**EXERCISE DETAILS:**
Rewrite the data below, from the line containing "Note for the class: annotate every instance of the bicycle rear" through the end of the data, keeping every other line unchanged but shifting each point coordinate by adding 120 to both of its numbers.

**ENTRIES SUPPLIED:**
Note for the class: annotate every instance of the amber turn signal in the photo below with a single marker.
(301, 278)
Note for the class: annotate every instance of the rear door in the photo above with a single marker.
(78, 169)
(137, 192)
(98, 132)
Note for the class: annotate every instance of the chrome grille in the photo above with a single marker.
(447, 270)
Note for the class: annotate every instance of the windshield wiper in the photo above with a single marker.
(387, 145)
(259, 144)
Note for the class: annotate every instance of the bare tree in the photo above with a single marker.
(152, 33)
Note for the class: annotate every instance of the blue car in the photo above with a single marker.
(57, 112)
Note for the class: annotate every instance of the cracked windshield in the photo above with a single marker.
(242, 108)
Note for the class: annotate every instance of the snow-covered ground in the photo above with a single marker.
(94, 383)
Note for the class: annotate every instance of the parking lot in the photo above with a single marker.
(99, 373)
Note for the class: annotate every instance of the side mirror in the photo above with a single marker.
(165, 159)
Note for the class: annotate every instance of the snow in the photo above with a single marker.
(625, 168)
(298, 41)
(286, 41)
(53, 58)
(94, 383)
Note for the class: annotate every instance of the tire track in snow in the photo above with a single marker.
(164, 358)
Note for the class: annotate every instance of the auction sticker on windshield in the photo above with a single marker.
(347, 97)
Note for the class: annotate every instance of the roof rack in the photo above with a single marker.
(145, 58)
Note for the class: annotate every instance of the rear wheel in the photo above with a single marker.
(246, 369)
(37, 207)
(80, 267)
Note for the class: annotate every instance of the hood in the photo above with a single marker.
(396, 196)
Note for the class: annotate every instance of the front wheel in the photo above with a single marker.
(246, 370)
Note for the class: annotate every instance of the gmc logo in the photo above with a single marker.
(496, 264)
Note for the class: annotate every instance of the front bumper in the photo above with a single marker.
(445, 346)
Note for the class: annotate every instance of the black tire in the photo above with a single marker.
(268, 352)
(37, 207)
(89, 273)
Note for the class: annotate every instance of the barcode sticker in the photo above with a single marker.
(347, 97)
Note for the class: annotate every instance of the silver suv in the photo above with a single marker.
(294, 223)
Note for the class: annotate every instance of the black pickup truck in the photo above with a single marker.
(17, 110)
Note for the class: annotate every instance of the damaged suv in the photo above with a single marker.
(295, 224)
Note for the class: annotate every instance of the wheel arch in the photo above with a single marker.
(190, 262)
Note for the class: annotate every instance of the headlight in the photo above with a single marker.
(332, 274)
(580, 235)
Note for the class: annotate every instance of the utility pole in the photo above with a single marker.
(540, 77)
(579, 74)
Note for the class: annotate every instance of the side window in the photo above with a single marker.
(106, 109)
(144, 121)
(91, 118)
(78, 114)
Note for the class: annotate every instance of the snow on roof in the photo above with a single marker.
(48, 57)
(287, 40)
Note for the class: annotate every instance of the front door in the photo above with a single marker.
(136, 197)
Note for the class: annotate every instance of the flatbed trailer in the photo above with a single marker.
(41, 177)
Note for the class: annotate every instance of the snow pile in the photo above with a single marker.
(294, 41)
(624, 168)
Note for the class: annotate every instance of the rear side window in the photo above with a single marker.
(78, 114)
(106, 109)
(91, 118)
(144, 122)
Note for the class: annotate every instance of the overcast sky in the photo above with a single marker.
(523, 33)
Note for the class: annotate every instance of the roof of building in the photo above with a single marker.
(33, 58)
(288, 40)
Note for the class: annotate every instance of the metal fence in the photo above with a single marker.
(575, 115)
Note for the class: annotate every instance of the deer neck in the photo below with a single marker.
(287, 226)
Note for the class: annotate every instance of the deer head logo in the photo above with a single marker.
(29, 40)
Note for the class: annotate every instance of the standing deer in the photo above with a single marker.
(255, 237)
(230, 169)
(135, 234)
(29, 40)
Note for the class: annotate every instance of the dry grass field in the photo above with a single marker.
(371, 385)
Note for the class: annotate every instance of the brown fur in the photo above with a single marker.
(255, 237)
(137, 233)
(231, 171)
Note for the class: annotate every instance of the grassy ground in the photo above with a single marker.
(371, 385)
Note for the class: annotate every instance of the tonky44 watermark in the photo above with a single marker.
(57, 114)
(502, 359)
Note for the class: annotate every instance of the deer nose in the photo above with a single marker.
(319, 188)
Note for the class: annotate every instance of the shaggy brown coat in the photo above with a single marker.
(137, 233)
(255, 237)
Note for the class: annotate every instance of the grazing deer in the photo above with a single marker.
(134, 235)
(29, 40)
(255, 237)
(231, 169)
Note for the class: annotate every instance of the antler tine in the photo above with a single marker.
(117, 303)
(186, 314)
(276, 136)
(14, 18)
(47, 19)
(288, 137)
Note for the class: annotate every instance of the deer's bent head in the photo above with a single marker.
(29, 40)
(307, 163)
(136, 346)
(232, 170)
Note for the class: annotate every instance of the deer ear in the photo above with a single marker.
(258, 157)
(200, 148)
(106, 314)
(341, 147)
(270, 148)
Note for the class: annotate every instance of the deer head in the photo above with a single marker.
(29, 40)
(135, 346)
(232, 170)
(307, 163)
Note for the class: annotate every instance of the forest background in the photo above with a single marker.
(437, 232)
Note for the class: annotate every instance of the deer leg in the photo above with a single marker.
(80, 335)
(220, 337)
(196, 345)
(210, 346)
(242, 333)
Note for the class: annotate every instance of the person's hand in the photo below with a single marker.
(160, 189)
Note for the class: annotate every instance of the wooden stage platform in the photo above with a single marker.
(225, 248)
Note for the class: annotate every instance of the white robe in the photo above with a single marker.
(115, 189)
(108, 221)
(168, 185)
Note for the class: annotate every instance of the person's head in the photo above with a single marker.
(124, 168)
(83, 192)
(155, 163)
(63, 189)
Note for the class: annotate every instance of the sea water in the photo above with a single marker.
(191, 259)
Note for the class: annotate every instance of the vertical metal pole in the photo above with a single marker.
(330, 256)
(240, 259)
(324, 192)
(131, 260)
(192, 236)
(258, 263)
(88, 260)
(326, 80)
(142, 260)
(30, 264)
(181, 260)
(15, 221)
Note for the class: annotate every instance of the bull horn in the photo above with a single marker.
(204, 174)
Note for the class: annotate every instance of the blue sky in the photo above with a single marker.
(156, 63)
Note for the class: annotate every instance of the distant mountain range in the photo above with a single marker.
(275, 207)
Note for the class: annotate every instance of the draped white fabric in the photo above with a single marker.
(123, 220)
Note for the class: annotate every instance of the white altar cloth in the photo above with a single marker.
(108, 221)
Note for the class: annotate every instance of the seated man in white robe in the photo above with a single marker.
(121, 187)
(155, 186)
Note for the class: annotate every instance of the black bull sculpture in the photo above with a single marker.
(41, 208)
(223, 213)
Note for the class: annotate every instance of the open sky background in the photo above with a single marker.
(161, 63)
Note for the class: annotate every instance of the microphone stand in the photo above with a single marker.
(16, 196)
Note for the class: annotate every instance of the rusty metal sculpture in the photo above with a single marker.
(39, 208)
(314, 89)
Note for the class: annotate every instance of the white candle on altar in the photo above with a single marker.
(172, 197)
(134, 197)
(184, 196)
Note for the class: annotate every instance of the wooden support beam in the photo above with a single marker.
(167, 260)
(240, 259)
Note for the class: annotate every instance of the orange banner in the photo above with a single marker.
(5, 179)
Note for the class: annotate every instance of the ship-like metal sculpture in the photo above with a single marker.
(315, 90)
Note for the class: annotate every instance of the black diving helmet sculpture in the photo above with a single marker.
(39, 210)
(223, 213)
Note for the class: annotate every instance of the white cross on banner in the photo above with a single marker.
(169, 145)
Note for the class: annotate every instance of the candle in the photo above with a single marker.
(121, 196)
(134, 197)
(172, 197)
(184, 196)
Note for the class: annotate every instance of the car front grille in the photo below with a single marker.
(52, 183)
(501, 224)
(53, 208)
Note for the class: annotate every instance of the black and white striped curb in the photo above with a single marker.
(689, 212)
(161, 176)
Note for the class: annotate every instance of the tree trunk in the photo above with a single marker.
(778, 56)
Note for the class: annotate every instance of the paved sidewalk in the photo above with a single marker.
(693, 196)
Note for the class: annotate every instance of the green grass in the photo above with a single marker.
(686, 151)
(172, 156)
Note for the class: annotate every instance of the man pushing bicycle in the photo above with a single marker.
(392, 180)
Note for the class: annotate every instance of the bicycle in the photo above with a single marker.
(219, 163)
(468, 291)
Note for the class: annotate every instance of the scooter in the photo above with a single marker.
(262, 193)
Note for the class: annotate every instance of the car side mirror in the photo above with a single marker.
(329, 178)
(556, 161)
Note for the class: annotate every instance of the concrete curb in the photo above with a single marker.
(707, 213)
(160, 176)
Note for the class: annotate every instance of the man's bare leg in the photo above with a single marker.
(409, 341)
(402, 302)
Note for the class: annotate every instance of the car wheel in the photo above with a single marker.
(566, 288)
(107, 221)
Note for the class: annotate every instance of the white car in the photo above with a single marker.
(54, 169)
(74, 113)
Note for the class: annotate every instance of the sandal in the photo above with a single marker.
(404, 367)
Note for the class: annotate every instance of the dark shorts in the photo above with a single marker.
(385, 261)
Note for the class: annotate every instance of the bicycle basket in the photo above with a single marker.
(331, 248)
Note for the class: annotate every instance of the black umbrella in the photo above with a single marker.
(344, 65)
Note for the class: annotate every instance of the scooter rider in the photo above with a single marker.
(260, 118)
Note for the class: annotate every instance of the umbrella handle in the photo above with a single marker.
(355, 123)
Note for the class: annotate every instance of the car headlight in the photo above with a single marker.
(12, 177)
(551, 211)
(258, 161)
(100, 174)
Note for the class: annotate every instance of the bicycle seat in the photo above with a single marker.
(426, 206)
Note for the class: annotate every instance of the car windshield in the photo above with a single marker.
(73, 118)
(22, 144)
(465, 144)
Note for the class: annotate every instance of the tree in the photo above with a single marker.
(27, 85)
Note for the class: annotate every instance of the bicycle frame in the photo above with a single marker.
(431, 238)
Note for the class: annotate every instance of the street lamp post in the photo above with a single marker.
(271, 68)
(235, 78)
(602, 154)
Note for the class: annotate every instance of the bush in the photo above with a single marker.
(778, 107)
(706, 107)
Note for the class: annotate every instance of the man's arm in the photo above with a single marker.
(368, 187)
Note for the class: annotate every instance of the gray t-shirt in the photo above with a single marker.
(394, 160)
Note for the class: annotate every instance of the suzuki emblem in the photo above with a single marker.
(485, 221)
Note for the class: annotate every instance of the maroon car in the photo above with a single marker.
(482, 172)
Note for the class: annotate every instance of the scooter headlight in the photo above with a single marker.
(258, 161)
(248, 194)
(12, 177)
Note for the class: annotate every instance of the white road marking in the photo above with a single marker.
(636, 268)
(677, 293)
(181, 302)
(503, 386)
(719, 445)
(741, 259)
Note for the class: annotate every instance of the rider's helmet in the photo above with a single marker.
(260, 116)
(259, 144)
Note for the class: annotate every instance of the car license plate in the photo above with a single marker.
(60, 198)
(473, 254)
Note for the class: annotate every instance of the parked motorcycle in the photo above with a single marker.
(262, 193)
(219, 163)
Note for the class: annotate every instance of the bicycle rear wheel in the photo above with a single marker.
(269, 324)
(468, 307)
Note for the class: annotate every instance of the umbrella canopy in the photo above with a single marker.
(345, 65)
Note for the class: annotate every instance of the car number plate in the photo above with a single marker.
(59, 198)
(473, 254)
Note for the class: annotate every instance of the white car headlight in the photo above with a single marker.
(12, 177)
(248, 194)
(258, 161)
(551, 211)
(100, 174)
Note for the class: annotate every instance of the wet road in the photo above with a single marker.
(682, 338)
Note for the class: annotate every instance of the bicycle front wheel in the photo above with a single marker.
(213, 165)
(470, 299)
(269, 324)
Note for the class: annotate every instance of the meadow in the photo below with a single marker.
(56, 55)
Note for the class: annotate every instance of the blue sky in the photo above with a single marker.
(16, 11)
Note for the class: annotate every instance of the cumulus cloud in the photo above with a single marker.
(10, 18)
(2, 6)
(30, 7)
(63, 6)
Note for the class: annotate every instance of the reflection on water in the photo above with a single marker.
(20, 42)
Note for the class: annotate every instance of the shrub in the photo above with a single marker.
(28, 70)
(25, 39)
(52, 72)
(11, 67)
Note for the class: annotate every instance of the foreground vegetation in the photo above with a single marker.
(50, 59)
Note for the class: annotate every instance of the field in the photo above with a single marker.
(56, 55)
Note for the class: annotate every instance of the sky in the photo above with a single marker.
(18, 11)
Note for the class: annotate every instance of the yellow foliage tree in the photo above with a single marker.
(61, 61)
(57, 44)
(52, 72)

**REPLY TO THE TASK:**
Note for the class: annotate every instance of the bicycle rear wheel in the photo above with a single marker.
(389, 444)
(588, 427)
Note for the class: annotate every instance of the umbrella canopy in the photo above with a single marker.
(465, 185)
Note for the class: annotate every instance of the car number plate in the photo above with a single marker.
(179, 318)
(593, 374)
Note for the class: annotate every instance of the white car headlight in the photo above with a single marker.
(132, 297)
(368, 314)
(378, 281)
(671, 331)
(220, 294)
Note for the class: annotate every instance of the wet road in the photo above with a single marker.
(802, 458)
Note for the class: annotate every instance of the bicycle front wheel in the photo above with a single marker.
(333, 285)
(590, 419)
(389, 444)
Note for the class: annotate every instance of the meadow in the photo below with a single marker.
(176, 175)
Note for the class: annotate every instance of the blue sky in the photo above with a single marker.
(136, 131)
Note for the class: annotate every instance of the cumulus cloud in the photo above with a single marker.
(130, 138)
(122, 126)
(150, 127)
(183, 126)
Note for the class: annotate every instance of the reflection on water in the photo above with a single marker.
(140, 162)
Note for the class: annotate every instance of the shrub in the photo above with a single marker.
(148, 190)
(145, 159)
(172, 192)
(131, 187)
Note for the class: annotate every instance of the foreground vegetation in the photo above with a single marker.
(170, 179)
Note for the class: annotate every instance of the field in the photo above with a single marker.
(176, 175)
Note for the class: annotate every instance of the sky in the photo above with a single marker.
(138, 131)
Note for the class: annotate every instance of the yellow foliage tree in the photo above with a single marker.
(181, 181)
(177, 164)
(172, 192)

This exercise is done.